### WHAT IS BEING ASKED
Up to and including the line containing "Provide the mask", set down each line of the entries below exactly, starting from the first, and leave out the rest.

### SUPPLIED DATA
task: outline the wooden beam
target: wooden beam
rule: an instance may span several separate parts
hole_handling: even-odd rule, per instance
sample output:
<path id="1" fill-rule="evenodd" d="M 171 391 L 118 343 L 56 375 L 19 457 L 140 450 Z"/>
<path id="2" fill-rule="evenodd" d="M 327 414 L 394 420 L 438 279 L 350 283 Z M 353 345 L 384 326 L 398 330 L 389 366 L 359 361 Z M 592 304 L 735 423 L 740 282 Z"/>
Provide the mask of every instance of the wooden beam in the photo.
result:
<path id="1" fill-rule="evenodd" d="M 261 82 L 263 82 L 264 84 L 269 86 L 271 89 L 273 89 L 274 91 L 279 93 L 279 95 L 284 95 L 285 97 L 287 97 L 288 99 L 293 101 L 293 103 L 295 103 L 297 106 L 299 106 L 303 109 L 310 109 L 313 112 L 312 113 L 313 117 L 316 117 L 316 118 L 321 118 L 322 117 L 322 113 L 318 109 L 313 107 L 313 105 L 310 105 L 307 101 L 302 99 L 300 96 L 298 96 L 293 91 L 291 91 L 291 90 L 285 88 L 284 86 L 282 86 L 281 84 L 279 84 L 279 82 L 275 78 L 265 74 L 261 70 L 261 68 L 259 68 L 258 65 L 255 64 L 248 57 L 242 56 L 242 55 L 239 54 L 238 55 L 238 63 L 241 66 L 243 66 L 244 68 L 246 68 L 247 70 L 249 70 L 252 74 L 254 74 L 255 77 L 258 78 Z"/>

### RESULT OF THIS EXERCISE
task: outline the wooden beam
target: wooden beam
rule: an instance may span several separate parts
hole_handling: even-odd rule, per instance
sample output:
<path id="1" fill-rule="evenodd" d="M 171 391 L 118 343 L 56 375 L 19 457 L 140 450 Z"/>
<path id="2" fill-rule="evenodd" d="M 327 414 L 394 420 L 438 279 L 350 283 Z M 353 345 L 384 326 L 398 330 L 389 366 L 359 361 Z M 592 304 L 735 423 L 740 282 Z"/>
Provide the mask of every instance of the wooden beam in the photo.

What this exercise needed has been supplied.